Search the entries below for the word "positive" and copy every line where it appears.

·····

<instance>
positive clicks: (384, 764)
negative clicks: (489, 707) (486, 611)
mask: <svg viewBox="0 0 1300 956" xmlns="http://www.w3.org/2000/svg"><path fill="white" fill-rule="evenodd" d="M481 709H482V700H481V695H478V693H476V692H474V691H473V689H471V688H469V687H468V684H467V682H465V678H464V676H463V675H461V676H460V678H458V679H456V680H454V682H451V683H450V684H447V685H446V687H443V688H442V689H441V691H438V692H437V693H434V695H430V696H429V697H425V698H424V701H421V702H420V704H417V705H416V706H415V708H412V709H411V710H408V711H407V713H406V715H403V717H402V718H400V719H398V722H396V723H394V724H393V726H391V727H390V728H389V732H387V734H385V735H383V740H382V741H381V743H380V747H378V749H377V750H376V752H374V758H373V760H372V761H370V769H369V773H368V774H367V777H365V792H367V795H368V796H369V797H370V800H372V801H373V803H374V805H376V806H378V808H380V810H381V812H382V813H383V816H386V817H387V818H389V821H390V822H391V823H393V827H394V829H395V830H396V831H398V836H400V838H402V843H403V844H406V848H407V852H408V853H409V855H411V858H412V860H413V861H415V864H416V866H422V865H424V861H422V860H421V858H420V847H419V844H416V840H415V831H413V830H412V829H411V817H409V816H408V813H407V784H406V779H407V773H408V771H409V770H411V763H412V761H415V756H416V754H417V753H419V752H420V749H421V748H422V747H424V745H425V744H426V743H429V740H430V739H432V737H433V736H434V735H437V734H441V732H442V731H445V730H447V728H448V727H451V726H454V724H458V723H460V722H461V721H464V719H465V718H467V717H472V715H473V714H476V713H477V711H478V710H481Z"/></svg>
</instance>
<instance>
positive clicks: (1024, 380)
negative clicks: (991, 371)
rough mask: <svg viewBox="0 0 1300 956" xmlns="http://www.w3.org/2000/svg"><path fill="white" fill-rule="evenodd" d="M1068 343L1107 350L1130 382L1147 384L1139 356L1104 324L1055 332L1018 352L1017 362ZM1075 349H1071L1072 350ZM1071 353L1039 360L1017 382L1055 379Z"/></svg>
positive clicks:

·····

=== TASK SOLUTION ===
positive clicks: (384, 764)
positive clicks: (1024, 380)
positive clicks:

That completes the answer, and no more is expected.